- [Directions for this task]:
Exactly reproduce the lines beginning with the line that includes "sign with chinese" and ending with the last line of the data.

****************

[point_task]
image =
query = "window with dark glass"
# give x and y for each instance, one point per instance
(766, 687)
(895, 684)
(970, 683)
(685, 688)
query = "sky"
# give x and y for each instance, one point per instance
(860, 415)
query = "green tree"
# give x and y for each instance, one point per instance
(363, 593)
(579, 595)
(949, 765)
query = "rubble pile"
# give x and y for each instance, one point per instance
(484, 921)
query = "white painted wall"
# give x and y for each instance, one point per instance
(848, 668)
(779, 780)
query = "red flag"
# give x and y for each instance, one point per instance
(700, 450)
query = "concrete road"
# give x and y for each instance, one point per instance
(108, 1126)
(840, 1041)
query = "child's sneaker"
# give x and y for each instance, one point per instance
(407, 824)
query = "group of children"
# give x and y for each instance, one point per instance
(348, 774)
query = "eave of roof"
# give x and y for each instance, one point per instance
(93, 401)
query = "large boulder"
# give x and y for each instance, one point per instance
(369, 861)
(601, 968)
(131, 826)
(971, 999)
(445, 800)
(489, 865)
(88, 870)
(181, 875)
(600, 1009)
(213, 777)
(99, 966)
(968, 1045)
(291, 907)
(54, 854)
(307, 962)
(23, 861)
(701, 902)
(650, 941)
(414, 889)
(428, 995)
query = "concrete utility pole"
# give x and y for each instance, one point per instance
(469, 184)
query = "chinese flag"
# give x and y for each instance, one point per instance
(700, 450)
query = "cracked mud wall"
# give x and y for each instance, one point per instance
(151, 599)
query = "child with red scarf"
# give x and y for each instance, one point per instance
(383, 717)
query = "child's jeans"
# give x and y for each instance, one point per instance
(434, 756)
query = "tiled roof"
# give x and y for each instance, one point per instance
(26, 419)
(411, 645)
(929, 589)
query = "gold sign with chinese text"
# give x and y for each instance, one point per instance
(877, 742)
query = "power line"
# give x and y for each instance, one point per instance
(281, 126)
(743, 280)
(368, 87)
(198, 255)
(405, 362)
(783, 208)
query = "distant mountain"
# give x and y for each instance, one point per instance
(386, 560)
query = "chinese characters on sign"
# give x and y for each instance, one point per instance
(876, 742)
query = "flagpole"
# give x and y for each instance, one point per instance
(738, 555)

****************

- [Reply to the task]:
query = "gold sign with chinese text"
# give x and y for each instance, one point per instance
(877, 742)
query = "power line"
# give x and y for each instance, one point per instance
(281, 126)
(743, 280)
(368, 87)
(198, 255)
(405, 362)
(783, 208)
query = "distant mountain"
# give x and y for each instance, one point per instance
(386, 560)
query = "chinese characters on sign"
# give x and y for each instance, one point per instance
(876, 742)
query = "flagpole"
# give x and y for each instance, one point per instance
(738, 555)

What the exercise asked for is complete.